▶ [SOURCE TEXT]:
=======

Ralfie and I came there knowing nothing of Negro Africa.  We could not tell Ashanti from Yoruba.  In fact we had never known either existed.


What were these two young American men doing in this strange and foreign place?  We were Peace Corps volunteers unashamedly avoiding service in the Vietnam War.  Ralfie had been there a year already when I arrived.  It was decided I should find a place to live at the other end of the bairro in order to spread our “impact.”  Whatever that impact was and who was actually impacted?  Even the names we were born with changed:  “Ralfie” was actually “Ralph” but they said “halfie” as I was “hoberto.”  Dropping the R was –and is- the baiano accent.

=======

▶ [CHALLENGE 1]:
Rewrite the paragraph of the Peace Corps passage that begins "What were these two young American men" as a short bulleted list that keeps its main facts.

=======

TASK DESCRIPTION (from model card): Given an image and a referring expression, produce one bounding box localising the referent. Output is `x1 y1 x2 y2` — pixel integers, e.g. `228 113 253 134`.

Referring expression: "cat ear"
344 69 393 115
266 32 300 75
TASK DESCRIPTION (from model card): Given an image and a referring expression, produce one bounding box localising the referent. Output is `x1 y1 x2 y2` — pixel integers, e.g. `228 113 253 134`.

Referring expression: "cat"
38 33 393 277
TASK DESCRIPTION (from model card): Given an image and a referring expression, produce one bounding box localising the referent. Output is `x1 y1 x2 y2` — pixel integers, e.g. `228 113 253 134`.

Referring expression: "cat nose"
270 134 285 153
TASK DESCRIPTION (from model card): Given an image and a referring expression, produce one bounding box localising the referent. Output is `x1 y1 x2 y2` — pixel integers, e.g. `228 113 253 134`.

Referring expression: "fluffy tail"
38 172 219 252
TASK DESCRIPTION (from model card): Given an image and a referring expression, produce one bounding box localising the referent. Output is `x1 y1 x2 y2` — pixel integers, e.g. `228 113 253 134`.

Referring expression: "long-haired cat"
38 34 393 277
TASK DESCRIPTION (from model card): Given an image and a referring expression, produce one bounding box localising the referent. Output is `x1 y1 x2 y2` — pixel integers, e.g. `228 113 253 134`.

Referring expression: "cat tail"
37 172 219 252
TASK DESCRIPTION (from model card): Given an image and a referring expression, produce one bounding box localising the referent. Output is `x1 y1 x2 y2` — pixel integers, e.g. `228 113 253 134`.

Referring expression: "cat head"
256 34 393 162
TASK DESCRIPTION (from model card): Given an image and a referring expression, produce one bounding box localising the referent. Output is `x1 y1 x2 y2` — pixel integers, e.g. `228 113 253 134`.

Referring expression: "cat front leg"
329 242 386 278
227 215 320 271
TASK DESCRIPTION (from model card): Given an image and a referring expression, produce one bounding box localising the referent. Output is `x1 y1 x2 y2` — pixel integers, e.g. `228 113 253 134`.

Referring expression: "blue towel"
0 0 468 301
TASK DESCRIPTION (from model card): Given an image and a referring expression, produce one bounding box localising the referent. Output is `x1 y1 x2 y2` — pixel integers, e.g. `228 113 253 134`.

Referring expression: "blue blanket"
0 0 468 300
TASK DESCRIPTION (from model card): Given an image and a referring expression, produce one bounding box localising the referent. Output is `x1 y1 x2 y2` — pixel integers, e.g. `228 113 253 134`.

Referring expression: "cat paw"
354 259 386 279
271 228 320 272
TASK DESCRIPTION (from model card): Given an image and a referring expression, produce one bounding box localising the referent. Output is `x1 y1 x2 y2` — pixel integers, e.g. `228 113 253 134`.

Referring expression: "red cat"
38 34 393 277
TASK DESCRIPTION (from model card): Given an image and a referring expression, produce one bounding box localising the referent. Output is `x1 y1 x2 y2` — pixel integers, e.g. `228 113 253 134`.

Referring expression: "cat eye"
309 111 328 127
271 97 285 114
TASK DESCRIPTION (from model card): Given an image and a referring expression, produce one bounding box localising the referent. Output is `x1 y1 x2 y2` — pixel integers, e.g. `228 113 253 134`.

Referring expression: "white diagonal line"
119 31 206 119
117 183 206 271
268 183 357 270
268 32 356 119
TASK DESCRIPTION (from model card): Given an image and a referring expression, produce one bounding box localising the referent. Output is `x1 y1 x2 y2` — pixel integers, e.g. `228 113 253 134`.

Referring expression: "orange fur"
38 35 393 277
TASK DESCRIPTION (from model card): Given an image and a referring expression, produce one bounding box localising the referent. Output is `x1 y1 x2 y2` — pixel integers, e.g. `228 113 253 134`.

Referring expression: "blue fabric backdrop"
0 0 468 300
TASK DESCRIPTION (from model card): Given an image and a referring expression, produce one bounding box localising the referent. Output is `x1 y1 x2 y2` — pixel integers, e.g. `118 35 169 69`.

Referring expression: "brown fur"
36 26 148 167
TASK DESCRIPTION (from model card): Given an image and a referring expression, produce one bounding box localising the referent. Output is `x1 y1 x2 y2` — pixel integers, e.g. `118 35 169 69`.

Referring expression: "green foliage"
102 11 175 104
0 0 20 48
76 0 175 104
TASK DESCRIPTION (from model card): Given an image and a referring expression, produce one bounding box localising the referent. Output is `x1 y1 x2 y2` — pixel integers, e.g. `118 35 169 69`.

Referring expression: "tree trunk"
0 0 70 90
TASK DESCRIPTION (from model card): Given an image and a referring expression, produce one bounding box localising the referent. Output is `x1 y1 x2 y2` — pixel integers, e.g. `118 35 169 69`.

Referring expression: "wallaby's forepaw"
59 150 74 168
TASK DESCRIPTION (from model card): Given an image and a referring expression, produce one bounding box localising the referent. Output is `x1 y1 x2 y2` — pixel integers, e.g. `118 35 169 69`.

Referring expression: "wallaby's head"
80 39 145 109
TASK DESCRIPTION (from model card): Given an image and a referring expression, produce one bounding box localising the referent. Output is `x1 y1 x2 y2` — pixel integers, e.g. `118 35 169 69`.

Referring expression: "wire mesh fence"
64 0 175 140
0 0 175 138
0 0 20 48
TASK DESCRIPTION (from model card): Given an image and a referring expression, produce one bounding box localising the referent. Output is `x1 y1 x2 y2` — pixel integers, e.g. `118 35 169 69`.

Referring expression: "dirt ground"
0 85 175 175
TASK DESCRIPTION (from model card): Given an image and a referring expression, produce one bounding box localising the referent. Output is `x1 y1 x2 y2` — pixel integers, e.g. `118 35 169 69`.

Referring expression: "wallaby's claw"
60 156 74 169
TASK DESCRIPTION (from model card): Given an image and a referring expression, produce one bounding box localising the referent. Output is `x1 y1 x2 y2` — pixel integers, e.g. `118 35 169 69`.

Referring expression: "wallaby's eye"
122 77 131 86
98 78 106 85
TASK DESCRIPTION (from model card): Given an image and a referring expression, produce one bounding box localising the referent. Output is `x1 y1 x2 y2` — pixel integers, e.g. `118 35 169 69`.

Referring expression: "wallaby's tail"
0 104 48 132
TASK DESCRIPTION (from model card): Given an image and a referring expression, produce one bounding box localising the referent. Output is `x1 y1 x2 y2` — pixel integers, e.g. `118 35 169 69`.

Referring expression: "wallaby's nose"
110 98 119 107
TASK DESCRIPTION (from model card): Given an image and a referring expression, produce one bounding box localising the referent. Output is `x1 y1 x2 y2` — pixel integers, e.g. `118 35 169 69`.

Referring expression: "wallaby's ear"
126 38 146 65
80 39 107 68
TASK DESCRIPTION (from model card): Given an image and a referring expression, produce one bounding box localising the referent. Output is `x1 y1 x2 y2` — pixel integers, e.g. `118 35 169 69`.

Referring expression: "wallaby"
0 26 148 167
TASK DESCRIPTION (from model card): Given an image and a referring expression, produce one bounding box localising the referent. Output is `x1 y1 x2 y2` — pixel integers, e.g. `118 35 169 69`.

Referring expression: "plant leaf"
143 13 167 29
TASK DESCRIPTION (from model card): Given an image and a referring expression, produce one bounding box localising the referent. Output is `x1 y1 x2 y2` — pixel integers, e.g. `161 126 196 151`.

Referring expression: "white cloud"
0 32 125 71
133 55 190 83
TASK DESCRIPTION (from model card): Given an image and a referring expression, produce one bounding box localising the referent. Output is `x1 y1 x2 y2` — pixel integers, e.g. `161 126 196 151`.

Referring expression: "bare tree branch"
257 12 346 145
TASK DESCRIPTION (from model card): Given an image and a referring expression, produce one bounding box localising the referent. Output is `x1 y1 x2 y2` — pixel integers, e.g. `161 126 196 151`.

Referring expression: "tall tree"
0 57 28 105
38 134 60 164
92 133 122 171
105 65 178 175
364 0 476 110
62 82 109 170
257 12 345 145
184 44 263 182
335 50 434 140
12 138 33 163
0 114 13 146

=======

▶ [CHALLENGE 2]:
Convert the rows from the start of the rows through the line that contains "38 172 219 252", inclusive, into a two-column CSV with columns named request and answer. Give one line per row, put each row's text and its answer in one quoted field each, and turn line breaks into spaces.

▶ [FINAL ANSWER 1]:
- The two were Peace Corps volunteers who openly avoided service in the Vietnam War.
- Ralfie had already been there a year when the narrator arrived.
- The narrator was to live at the other end of the bairro to spread their "impact," though what that impact was and who it reached was unclear.
- Even their names changed: "Ralph" was said as "halfie" and the narrator was "hoberto," because the baiano accent drops the R.

▶ [FINAL ANSWER 2]:
request,answer
"TASK DESCRIPTION (from model card): Given an image and a referring expression, produce one bounding box localising the referent. Output is `x1 y1 x2 y2` — pixel integers, e.g. `228 113 253 134`. Referring expression: ""cat ear""","344 69 393 115 266 32 300 75"
"TASK DESCRIPTION (from model card): Given an image and a referring expression, produce one bounding box localising the referent. Output is `x1 y1 x2 y2` — pixel integers, e.g. `228 113 253 134`. Referring expression: ""cat""","38 33 393 277"
"TASK DESCRIPTION (from model card): Given an image and a referring expression, produce one bounding box localising the referent. Output is `x1 y1 x2 y2` — pixel integers, e.g. `228 113 253 134`. Referring expression: ""cat nose""","270 134 285 153"
"TASK DESCRIPTION (from model card): Given an image and a referring expression, produce one bounding box localising the referent. Output is `x1 y1 x2 y2` — pixel integers, e.g. `228 113 253 134`. Referring expression: ""fluffy tail""","38 172 219 252"